Change every "one per instance" in the lines below to "one per occurrence" and reproduce the lines with nothing else altered.

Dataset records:
——
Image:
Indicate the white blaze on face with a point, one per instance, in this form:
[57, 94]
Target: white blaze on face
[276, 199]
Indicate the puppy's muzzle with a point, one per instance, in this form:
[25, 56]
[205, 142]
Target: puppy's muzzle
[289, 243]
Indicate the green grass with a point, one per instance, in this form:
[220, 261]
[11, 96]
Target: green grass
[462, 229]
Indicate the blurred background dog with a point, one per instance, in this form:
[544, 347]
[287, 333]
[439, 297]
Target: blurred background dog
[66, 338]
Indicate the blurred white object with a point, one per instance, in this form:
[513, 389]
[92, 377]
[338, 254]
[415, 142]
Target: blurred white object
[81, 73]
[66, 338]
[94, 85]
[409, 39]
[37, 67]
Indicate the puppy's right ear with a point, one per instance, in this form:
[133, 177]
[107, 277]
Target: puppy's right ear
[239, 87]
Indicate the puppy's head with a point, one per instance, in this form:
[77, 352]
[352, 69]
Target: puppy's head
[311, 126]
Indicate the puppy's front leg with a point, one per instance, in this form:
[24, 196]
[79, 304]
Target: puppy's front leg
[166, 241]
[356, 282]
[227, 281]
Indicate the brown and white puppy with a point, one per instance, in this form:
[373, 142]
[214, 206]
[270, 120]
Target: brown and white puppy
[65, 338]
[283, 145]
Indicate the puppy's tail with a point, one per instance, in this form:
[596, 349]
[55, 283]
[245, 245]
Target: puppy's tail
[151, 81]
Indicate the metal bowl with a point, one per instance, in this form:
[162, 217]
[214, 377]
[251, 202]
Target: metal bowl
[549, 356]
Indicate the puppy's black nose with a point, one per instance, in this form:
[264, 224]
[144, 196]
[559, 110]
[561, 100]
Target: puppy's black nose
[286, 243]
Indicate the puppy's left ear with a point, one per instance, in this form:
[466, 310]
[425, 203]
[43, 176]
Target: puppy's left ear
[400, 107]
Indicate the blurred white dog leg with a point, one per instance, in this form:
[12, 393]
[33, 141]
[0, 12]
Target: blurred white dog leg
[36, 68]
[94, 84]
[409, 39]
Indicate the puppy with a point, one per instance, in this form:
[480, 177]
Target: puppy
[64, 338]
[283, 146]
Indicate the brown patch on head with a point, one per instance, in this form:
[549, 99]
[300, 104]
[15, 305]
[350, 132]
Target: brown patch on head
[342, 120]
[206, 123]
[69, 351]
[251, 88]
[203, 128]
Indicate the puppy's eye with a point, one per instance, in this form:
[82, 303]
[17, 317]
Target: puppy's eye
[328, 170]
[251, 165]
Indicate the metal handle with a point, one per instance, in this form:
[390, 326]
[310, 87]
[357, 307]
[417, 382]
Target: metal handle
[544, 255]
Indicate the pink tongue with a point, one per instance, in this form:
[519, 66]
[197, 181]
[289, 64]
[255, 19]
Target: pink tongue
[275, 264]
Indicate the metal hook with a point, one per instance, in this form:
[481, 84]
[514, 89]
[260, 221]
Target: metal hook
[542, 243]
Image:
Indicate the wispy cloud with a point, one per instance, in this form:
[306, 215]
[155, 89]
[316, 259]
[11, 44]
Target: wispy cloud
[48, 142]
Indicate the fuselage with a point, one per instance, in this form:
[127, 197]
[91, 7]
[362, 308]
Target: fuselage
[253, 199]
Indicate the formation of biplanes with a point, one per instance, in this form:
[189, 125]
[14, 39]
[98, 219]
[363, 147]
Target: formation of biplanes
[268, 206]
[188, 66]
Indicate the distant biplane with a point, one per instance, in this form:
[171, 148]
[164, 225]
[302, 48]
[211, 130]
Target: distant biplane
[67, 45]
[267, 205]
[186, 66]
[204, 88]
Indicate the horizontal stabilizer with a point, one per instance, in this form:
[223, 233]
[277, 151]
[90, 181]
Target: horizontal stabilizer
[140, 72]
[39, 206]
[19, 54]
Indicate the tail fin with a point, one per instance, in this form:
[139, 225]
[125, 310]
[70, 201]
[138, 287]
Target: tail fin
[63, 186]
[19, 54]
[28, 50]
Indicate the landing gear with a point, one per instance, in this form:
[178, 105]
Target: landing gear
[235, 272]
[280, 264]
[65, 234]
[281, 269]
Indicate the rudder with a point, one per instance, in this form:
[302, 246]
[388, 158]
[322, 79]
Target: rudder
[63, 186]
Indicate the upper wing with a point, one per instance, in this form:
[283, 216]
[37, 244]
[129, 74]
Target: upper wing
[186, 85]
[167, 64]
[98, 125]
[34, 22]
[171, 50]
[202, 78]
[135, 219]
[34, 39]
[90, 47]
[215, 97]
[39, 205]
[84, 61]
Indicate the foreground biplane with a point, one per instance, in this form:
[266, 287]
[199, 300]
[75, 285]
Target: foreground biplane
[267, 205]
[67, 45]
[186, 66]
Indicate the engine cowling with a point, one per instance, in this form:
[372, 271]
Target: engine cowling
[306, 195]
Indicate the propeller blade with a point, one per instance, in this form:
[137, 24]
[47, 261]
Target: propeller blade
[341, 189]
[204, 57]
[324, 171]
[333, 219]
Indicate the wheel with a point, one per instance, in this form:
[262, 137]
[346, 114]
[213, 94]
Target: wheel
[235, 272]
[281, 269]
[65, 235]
——
◆ **SOLUTION TO THIS PROBLEM**:
Image:
Indicate the white blaze on face with a point, one per occurrence, in this form:
[57, 94]
Target: white blaze on face
[276, 199]
Indicate the puppy's muzzle with a point, one per occurrence, in this form:
[25, 56]
[205, 142]
Target: puppy's muzzle
[289, 243]
Indicate the green grass with a point, one per occurrence, in this form:
[220, 261]
[11, 96]
Target: green grass
[462, 229]
Indicate the blurred background dog with a point, one per occurrence, in this form:
[544, 347]
[287, 333]
[439, 297]
Target: blurred background dog
[66, 338]
Indicate the blurred white object with a point, one per occurrence, in this form:
[513, 389]
[92, 377]
[338, 254]
[415, 142]
Target: blurred white object
[81, 73]
[66, 338]
[94, 85]
[409, 39]
[37, 67]
Indicate the puppy's right ear with a point, one per occurrence, in this form:
[133, 177]
[107, 277]
Target: puppy's right ear
[239, 87]
Indicate the puppy's head with a point, one per occurrence, in this form:
[77, 352]
[352, 69]
Target: puppy's head
[311, 126]
Indicate the puppy's front leg with a point, one per occurrence, in this form:
[24, 196]
[79, 304]
Target: puppy's front leg
[166, 241]
[356, 282]
[227, 281]
Indicate the brown and white puppy with a point, one per occurrence, in this form:
[373, 142]
[214, 206]
[270, 120]
Target: brown and white puppy
[65, 338]
[283, 145]
Indicate the puppy's tail with a point, one per occurrence, in this form:
[596, 349]
[55, 283]
[245, 245]
Target: puppy's tail
[151, 81]
Indicate the metal bowl with a point, one per occurrence, in this form:
[162, 217]
[214, 377]
[251, 202]
Target: metal bowl
[549, 356]
Indicate the puppy's black nose with a point, one per occurrence, in this form:
[264, 224]
[144, 196]
[559, 110]
[561, 100]
Target: puppy's black nose
[286, 243]
Indicate the puppy's left ear with a point, one per occurrence, in this form:
[466, 310]
[425, 203]
[43, 176]
Target: puppy's left ear
[400, 107]
Indicate the blurred white dog leg with a point, one per occurrence, in this form:
[12, 393]
[33, 141]
[0, 12]
Target: blurred white dog leg
[36, 68]
[94, 84]
[409, 39]
Indicate the puppy with a point, one per occurrence, in this form:
[480, 177]
Target: puppy
[64, 338]
[283, 146]
Indicate the brown patch on head with a point, one per occurrence, in this form:
[549, 99]
[300, 104]
[15, 305]
[350, 132]
Target: brown patch on head
[342, 120]
[206, 123]
[69, 351]
[251, 88]
[203, 128]
Indicate the puppy's eye with a point, one per occurrence, in this form:
[82, 303]
[17, 317]
Target: puppy's eye
[328, 170]
[251, 165]
Indicate the metal handle with a point, one per occurrence, in this form:
[390, 326]
[310, 87]
[357, 307]
[417, 382]
Target: metal handle
[544, 255]
Indicate the pink tongue with a point, one per occurrence, in this form:
[519, 66]
[197, 181]
[289, 64]
[255, 19]
Target: pink tongue
[275, 264]
Indicate the metal hook with a point, one per occurrence, in this form:
[481, 84]
[514, 89]
[260, 221]
Target: metal hook
[542, 243]
Image:
Indicate the wispy cloud with a point, one per occurrence, in this form:
[306, 215]
[155, 89]
[316, 259]
[11, 44]
Target: wispy cloud
[48, 142]
Indicate the fuselage with a point, one per occurrence, in this form:
[127, 197]
[91, 7]
[362, 308]
Target: fuselage
[253, 199]
Indicate the formation of biplanes with a point, one per occurrence, in this form:
[189, 125]
[14, 39]
[98, 219]
[363, 147]
Target: formation of biplanes
[268, 206]
[188, 66]
Indicate the distant biplane with a point, one per occurrence, in this form:
[171, 148]
[164, 225]
[302, 48]
[211, 130]
Target: distant biplane
[67, 45]
[267, 205]
[186, 66]
[204, 88]
Indicate the horizontal stabilizer with a point, one per occurrence, in this form:
[223, 233]
[277, 151]
[90, 181]
Target: horizontal stabilizer
[140, 72]
[39, 206]
[19, 54]
Indicate the tail fin with a point, one per occurrence, in this form:
[139, 225]
[125, 310]
[70, 201]
[138, 287]
Target: tail fin
[63, 186]
[19, 54]
[28, 50]
Indicate the landing gear with a point, one per occurrence, in this form:
[178, 105]
Target: landing gear
[235, 272]
[280, 264]
[65, 234]
[281, 269]
Indicate the rudder with a point, one per occurrence, in this form:
[302, 246]
[388, 158]
[322, 79]
Target: rudder
[63, 186]
Indicate the upper wing with a point, one per occurrence, in this form:
[283, 216]
[37, 244]
[129, 74]
Target: upper wing
[186, 85]
[167, 64]
[98, 125]
[34, 22]
[171, 50]
[202, 78]
[135, 219]
[34, 39]
[90, 47]
[215, 97]
[39, 205]
[84, 61]
Indicate the foreground biplane with a point, one per occurrence, in this form:
[266, 287]
[199, 300]
[75, 285]
Target: foreground biplane
[267, 205]
[67, 45]
[186, 66]
Indicate the engine cowling with a point, one per occurrence, in this form:
[372, 271]
Target: engine cowling
[306, 195]
Indicate the propeller blade with a point, one per occurrence, in this form:
[137, 24]
[47, 261]
Target: propeller blade
[341, 189]
[204, 57]
[324, 171]
[333, 219]
Indicate the wheel with a point, one per occurrence, in this form:
[262, 137]
[346, 114]
[213, 94]
Target: wheel
[235, 272]
[281, 269]
[65, 235]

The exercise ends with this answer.